* **WHAT NEEDS TO BE DONE**:
Summarize the forum thread about West Glacier in three sentences.

* **PAGE TEXT**:
# West Glacier Park



## Rail Freak (Aug 12, 2010)

Thinking about doing an Amtrak trip to West Glacier. Any suggestions on hotel/motels there?


----------



## Acela150 (Aug 13, 2010)

Izzak Walton Inn! You get off at Essex and there is a shuttle that will take you to the Inn. Great staff! Great little restaurant there! Even a nice little gift shop! They have Jammer tours that take you throughout the park that last all day with a lunch stop included. They have a nice front porch with a swing. Nice little helper base there. There's a decent size front yard. So if you wanna take pictures or videos plenty of space! The EB is a big deal in the morning and evening. It's a great place to stay! No cell phone reception just a pay phone. No TV's or Phone's in rooms. Nice rooms though! If I can I'll stay there again! There is nothing around the area though. There's a nice area of ski trails around and a cabeese or cabooses yard across a bridge where the staff live. But it's neat to check out. That's my opinion!

Good Luck!

Steve


----------



## Rail Freak (Aug 13, 2010)

Acela150 said:


> Izzak Walton Inn! You get off at Essex and there is a shuttle that will take you to the Inn. Great staff! Great little restaurant there! Even a nice little gift shop! They have Jammer tours that take you throughout the park that last all day with a lunch stop included. They have a nice front porch with a swing. Nice little helper base there. There's a decent size front yard. So if you wanna take pictures or videos plenty of space! The EB is a big deal in the morning and evening. It's a great place to stay! No cell phone reception just a pay phone. No TV's or Phone's in rooms. Nice rooms though! If I can I'll stay there again! There is nothing around the area though. There's a nice area of ski trails around and a cabeese or cabooses yard across a bridge where the staff live. But it's neat to check out. That's my opinion!

* **DATASET ROWS**:
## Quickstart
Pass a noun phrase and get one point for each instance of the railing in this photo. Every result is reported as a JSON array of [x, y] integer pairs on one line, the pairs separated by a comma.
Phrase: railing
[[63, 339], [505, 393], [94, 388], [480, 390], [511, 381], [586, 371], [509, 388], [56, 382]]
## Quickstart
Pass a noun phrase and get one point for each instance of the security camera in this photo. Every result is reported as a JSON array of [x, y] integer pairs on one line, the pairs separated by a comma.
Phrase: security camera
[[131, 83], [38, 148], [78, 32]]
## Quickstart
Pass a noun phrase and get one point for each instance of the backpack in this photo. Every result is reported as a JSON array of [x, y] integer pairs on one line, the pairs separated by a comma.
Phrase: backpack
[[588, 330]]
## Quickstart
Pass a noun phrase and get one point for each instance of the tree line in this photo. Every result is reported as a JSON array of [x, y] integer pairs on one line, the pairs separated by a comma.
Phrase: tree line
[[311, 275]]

* **TASK OUTPUT**:
Rail Freak is considering an Amtrak trip to West Glacier and asks for hotel or motel suggestions there. Acela150 recommends the Izzak Walton Inn, reached by a shuttle from Essex, and praises its staff, restaurant, gift shop, all-day Jammer tours with a lunch stop, front porch, yard and rooms. Acela150 also notes that there is no cell phone reception, no TVs or phones in the rooms and nothing around the area, and Rail Freak's follow-up post quotes that recommendation.